[Exercise prompt]: Reproduce word for word the lines between those holding "pixel 198 361" and "pixel 304 388", inclusive, and nothing else from the data below.

---------------

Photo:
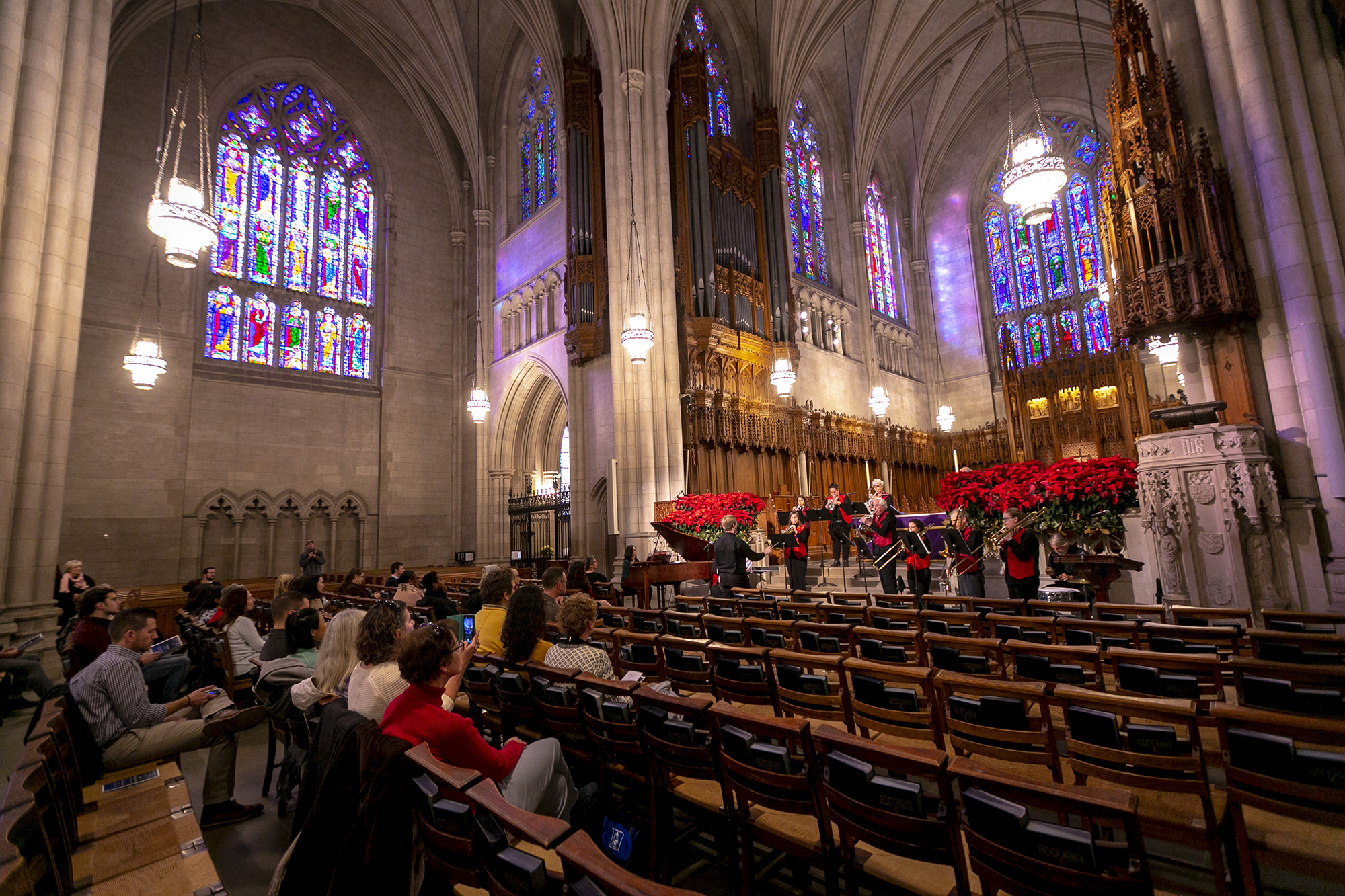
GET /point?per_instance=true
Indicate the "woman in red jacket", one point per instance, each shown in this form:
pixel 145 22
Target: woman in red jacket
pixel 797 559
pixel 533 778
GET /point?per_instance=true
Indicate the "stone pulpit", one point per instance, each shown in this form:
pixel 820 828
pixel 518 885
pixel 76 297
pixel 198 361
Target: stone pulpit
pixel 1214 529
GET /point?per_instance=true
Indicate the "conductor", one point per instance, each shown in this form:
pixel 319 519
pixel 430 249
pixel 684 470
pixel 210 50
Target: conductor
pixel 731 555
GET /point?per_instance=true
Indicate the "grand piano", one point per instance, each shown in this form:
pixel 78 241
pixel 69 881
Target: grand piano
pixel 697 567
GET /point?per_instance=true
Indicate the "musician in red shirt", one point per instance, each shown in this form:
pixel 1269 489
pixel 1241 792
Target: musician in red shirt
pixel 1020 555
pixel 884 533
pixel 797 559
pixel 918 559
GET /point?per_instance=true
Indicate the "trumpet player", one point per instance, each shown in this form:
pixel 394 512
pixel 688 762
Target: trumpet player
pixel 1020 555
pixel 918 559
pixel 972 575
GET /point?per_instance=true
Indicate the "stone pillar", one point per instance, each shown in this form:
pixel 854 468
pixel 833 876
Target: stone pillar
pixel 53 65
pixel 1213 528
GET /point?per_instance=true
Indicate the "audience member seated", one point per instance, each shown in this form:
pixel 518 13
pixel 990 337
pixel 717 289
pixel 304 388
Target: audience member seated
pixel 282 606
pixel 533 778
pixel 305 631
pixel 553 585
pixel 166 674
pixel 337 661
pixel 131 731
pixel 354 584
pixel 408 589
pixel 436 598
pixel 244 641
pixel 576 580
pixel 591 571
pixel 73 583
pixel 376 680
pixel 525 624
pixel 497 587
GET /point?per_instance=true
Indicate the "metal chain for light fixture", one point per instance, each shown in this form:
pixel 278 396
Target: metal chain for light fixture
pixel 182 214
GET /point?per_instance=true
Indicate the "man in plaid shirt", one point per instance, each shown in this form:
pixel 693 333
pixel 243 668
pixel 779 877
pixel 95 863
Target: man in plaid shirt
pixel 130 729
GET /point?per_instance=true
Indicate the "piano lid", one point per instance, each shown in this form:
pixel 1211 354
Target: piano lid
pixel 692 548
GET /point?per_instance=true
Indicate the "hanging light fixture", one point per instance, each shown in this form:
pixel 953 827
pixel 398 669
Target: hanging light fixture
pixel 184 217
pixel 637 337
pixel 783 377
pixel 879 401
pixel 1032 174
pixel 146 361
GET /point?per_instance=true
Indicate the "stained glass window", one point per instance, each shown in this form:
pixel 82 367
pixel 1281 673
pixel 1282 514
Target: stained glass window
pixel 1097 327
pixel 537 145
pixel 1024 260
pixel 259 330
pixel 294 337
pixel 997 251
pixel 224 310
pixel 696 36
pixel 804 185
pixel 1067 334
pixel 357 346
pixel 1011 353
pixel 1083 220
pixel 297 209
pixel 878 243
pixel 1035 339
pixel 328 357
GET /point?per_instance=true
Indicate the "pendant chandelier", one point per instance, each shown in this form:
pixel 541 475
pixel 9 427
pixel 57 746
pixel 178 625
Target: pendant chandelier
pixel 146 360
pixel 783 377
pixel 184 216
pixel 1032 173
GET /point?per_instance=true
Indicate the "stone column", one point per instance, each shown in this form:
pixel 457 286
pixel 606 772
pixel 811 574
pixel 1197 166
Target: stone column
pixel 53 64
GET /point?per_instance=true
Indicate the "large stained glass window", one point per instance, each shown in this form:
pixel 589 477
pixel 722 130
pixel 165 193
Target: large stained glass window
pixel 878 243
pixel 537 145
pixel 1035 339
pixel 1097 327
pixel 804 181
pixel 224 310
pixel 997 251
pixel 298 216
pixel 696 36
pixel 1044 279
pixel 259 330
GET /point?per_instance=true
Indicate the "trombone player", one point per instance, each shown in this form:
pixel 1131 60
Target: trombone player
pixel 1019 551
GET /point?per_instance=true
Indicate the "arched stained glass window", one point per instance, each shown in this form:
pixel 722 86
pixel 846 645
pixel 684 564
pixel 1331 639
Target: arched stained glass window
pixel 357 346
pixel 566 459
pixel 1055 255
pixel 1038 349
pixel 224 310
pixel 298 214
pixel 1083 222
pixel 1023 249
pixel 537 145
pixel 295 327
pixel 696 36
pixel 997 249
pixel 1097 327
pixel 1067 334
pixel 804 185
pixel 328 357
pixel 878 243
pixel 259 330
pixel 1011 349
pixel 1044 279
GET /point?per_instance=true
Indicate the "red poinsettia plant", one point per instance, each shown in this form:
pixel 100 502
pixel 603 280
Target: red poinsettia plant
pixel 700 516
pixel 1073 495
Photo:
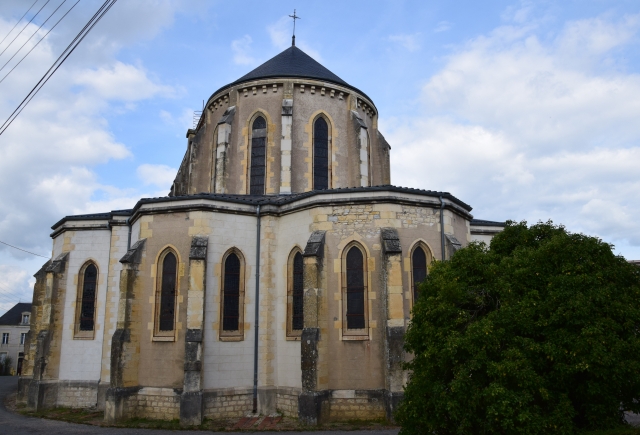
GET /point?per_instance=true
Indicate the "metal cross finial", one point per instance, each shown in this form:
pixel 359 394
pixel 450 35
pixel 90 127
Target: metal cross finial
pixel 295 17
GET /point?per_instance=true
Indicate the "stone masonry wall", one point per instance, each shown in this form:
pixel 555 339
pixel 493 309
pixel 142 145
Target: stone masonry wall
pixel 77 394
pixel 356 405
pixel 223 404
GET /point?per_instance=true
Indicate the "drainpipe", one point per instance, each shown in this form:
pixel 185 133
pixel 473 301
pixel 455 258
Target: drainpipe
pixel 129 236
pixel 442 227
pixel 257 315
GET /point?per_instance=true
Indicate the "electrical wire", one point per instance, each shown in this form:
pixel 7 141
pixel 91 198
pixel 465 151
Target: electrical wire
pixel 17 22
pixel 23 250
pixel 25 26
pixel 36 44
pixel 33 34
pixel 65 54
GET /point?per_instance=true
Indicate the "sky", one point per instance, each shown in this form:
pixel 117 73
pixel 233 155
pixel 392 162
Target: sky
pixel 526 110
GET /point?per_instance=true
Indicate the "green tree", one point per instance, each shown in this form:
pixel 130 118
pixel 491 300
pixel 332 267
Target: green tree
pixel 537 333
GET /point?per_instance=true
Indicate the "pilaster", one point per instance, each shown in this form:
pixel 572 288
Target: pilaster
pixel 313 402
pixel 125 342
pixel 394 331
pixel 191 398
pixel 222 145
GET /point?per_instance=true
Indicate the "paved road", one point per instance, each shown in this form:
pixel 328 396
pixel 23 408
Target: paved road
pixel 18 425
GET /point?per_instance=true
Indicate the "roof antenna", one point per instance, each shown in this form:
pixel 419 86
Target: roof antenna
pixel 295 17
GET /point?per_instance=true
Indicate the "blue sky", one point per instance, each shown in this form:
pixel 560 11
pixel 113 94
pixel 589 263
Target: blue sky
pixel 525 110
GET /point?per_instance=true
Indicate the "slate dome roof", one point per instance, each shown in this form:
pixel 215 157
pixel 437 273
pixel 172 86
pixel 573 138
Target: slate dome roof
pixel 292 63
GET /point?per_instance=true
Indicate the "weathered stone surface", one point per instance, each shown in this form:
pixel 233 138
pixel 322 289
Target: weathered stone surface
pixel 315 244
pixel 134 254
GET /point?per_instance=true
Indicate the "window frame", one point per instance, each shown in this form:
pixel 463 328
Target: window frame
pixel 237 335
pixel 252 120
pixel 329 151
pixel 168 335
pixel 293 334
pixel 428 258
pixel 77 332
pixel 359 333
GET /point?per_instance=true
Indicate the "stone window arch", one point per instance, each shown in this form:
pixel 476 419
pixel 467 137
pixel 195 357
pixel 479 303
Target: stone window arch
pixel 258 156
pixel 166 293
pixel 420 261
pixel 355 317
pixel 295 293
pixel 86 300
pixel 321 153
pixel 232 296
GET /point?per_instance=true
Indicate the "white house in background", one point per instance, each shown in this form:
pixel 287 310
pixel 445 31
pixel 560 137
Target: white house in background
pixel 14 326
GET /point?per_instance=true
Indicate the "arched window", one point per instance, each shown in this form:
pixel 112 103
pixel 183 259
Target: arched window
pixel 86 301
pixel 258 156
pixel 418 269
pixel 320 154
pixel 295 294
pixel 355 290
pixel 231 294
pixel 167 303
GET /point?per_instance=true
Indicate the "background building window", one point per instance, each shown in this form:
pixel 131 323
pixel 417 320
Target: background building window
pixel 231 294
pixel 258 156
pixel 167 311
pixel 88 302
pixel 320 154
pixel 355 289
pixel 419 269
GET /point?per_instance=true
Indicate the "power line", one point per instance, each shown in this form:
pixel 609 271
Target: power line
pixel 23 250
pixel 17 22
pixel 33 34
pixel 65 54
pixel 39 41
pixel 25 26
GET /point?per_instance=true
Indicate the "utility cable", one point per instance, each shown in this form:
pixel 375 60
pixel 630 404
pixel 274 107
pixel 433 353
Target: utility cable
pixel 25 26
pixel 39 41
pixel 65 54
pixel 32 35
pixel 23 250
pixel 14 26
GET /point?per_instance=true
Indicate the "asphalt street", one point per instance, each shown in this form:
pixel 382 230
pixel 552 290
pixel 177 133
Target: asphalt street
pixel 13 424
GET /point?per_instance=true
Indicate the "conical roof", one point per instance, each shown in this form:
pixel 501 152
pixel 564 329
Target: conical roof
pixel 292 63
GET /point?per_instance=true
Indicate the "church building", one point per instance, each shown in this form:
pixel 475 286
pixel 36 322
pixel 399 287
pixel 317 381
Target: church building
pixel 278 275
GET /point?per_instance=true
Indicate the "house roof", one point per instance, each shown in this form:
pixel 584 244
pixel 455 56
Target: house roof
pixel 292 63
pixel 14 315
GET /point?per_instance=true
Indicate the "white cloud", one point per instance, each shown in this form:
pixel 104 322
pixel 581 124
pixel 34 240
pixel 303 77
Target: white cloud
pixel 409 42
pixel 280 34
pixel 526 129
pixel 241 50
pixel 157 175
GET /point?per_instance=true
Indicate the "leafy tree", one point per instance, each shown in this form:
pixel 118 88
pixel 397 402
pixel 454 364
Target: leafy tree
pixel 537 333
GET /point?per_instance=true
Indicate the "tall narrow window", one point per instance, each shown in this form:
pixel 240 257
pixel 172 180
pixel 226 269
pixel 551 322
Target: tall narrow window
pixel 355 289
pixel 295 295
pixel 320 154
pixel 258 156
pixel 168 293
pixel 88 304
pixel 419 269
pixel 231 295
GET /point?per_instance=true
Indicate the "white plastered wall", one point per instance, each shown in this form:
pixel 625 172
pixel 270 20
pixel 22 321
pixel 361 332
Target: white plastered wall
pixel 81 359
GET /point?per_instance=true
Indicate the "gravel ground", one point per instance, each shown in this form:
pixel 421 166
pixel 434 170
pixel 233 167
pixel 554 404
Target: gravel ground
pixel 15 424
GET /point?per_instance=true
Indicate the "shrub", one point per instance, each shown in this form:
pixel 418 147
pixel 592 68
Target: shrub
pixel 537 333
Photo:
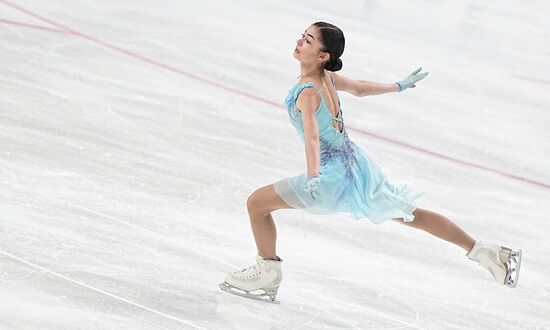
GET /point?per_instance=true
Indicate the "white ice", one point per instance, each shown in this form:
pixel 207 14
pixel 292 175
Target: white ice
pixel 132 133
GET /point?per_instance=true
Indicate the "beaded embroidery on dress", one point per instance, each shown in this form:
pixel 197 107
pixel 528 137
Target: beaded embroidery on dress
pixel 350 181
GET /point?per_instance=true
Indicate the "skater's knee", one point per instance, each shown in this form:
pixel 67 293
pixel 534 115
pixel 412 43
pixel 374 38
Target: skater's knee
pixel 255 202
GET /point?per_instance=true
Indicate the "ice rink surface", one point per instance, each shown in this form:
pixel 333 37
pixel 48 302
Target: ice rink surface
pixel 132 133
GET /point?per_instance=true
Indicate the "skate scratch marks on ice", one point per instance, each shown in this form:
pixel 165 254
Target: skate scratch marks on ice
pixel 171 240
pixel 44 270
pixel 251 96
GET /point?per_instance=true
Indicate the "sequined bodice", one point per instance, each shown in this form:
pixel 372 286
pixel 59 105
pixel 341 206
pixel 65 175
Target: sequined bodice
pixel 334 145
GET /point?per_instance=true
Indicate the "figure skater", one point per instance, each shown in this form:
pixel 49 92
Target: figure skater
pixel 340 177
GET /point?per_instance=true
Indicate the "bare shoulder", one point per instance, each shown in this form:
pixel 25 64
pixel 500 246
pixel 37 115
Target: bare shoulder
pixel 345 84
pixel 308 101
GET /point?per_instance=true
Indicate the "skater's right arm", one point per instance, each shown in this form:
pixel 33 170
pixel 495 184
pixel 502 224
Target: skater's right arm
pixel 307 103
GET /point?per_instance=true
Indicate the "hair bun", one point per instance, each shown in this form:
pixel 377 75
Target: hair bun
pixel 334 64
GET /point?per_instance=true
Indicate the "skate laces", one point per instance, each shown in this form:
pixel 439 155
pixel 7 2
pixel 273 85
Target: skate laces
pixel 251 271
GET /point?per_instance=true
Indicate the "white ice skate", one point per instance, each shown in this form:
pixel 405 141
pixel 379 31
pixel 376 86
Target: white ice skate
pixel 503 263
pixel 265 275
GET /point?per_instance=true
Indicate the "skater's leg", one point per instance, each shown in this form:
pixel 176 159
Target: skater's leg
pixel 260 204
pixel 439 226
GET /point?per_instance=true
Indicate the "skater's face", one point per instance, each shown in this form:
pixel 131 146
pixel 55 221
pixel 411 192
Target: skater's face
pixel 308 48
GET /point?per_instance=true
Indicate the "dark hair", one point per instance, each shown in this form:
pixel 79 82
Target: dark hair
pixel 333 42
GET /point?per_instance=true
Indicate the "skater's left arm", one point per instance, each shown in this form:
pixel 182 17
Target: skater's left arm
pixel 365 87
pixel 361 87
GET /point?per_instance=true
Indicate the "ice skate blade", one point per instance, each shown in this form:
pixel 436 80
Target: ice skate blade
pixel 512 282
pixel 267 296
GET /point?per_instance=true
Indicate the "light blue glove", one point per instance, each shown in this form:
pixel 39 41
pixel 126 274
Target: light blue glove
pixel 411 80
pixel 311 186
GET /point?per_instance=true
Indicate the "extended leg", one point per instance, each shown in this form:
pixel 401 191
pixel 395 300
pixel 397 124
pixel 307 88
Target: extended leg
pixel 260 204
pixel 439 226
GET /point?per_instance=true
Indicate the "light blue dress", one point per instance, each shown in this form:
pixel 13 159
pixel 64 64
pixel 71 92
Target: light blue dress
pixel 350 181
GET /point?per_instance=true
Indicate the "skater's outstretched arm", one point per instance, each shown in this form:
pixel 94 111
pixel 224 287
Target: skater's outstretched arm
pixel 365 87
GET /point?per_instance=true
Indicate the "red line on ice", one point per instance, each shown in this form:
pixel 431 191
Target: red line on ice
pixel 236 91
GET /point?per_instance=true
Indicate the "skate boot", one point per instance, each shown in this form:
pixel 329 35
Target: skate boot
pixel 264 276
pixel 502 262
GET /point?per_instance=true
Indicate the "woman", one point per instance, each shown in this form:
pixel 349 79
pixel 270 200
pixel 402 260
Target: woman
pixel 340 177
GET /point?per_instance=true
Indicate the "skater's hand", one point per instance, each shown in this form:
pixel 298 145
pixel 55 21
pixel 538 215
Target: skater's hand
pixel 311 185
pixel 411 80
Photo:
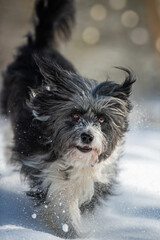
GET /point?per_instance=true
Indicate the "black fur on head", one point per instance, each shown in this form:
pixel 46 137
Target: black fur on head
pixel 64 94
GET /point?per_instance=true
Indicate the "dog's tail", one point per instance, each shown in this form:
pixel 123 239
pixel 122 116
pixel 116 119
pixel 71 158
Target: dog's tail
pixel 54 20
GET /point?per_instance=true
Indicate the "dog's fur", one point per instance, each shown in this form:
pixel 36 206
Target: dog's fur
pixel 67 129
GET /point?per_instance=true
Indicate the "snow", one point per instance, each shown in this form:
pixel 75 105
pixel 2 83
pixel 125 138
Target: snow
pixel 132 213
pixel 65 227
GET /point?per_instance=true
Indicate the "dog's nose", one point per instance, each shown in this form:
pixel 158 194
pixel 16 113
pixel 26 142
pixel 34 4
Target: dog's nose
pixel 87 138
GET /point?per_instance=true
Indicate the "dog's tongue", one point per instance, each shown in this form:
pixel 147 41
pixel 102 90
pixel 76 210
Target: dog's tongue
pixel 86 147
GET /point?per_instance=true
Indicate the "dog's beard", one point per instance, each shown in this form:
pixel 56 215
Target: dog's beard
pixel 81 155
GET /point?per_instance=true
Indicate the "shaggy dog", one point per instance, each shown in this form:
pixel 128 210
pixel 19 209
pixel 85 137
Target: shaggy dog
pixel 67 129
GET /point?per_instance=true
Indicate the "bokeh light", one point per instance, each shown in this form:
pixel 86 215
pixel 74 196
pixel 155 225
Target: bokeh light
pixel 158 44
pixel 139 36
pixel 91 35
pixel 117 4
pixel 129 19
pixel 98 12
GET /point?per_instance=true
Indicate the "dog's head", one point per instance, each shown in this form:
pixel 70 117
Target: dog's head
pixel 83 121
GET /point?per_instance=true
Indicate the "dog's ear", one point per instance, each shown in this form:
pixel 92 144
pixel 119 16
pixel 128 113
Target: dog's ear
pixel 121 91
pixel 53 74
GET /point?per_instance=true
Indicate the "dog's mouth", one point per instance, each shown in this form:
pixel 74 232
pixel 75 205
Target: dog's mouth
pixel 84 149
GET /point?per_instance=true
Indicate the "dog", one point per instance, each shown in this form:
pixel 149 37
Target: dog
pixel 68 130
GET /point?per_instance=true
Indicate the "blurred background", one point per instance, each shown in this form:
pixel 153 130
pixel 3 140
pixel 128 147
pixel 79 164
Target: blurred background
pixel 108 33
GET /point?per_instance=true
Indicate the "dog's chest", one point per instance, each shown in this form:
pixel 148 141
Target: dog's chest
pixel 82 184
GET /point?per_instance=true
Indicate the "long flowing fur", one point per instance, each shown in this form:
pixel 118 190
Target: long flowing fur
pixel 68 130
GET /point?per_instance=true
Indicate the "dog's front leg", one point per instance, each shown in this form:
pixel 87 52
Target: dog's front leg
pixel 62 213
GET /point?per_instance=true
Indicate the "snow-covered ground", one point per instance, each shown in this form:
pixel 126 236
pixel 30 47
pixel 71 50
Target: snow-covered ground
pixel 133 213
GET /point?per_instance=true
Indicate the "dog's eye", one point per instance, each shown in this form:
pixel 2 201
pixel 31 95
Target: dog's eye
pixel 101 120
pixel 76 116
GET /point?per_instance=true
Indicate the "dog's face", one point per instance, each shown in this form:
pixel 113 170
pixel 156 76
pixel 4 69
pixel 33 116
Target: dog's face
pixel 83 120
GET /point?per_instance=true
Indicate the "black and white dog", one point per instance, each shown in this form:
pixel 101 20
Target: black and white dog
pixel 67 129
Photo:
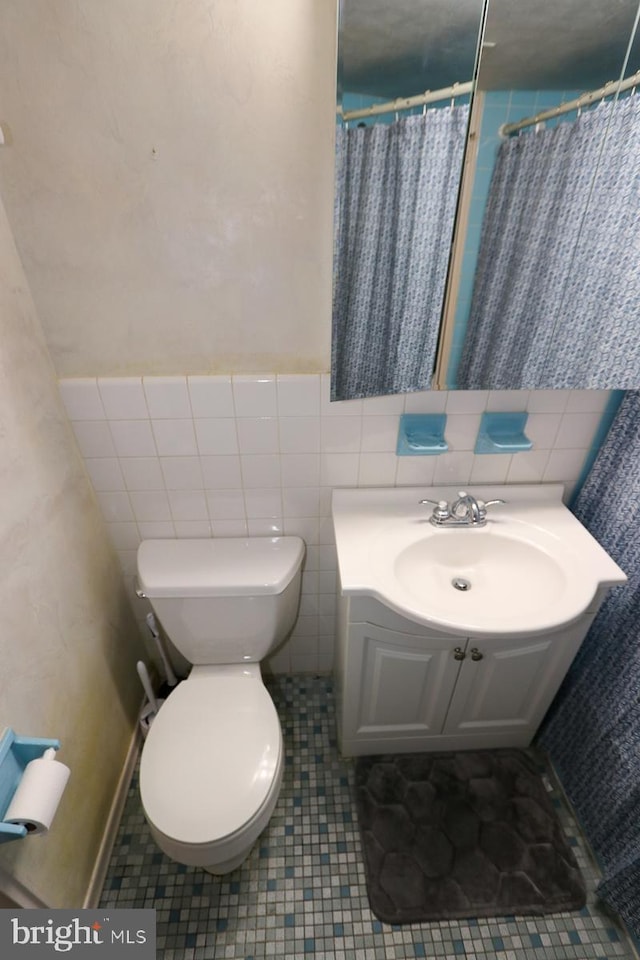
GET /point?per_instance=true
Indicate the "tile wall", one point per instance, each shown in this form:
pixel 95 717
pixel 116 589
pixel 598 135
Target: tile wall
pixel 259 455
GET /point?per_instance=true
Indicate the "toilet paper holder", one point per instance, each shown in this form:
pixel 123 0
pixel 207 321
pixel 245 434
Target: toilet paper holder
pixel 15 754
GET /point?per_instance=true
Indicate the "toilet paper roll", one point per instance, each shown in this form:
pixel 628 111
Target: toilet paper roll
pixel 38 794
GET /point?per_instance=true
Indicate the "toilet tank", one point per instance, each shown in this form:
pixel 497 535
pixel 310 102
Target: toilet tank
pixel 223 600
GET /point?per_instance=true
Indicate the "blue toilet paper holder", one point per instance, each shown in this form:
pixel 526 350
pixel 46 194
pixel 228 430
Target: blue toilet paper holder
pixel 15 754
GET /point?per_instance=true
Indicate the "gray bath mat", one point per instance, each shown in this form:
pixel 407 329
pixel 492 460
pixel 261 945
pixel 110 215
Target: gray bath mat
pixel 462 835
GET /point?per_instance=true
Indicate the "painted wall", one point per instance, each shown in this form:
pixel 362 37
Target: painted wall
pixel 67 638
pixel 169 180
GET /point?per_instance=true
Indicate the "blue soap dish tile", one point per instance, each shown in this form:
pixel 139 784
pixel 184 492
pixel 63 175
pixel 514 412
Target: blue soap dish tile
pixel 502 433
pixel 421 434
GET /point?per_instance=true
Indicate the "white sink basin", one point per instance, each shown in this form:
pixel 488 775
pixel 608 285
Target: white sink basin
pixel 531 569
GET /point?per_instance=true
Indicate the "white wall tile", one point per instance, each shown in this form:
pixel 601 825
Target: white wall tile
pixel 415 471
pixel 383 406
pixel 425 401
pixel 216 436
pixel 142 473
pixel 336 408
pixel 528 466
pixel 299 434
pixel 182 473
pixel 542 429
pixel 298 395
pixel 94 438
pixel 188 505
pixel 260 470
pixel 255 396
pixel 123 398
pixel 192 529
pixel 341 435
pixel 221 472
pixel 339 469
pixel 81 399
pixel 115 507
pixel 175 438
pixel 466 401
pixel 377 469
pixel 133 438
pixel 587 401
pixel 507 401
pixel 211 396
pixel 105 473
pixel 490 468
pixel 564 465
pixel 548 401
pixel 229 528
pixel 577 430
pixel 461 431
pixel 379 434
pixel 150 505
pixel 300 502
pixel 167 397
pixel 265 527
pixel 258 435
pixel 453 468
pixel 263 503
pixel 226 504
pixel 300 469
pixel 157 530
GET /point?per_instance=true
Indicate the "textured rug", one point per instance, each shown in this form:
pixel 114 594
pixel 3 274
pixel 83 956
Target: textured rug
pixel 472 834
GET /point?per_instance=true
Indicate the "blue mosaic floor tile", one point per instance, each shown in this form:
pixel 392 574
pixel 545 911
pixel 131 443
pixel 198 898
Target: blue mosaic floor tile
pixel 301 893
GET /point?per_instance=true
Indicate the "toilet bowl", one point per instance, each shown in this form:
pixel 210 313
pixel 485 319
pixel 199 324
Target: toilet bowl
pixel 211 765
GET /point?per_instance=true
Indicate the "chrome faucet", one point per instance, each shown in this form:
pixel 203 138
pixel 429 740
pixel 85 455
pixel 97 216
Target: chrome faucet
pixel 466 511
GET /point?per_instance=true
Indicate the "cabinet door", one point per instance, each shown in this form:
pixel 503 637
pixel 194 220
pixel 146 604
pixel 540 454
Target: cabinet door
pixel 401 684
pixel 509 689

---------------

[Your solution]:
pixel 198 361
Target: stone pulpit
pixel 1214 529
GET /point?per_instance=true
Indicate the "conductor", one point per instance, each shown in this form:
pixel 319 519
pixel 430 249
pixel 684 470
pixel 210 50
Target: conductor
pixel 731 555
GET /point?per_instance=true
Indicate the "grand piano", one point per instance, each shown in this form:
pixel 78 241
pixel 69 881
Target: grand piano
pixel 697 567
GET /point?per_instance=true
Indicate the "musician in red shirt", one point per instance, each shown in this form:
pixel 1269 489
pixel 1241 792
Target: musician in red shirt
pixel 1020 555
pixel 884 533
pixel 797 559
pixel 918 559
GET /point?per_instance=true
Indicate the "trumpet player", one point per instance, each shown in this form:
pixel 394 512
pixel 688 762
Target: trumpet player
pixel 1020 555
pixel 918 559
pixel 972 575
GET /point?per_instance=true
Indicate the "stone pillar", one point per instance, each shown in this form:
pixel 854 468
pixel 833 876
Target: stone pillar
pixel 53 65
pixel 1213 528
GET /point?per_instance=true
Indicate the "audience member seated", one point per instance, each shown in this form:
pixel 518 13
pixel 990 337
pixel 717 289
pixel 304 388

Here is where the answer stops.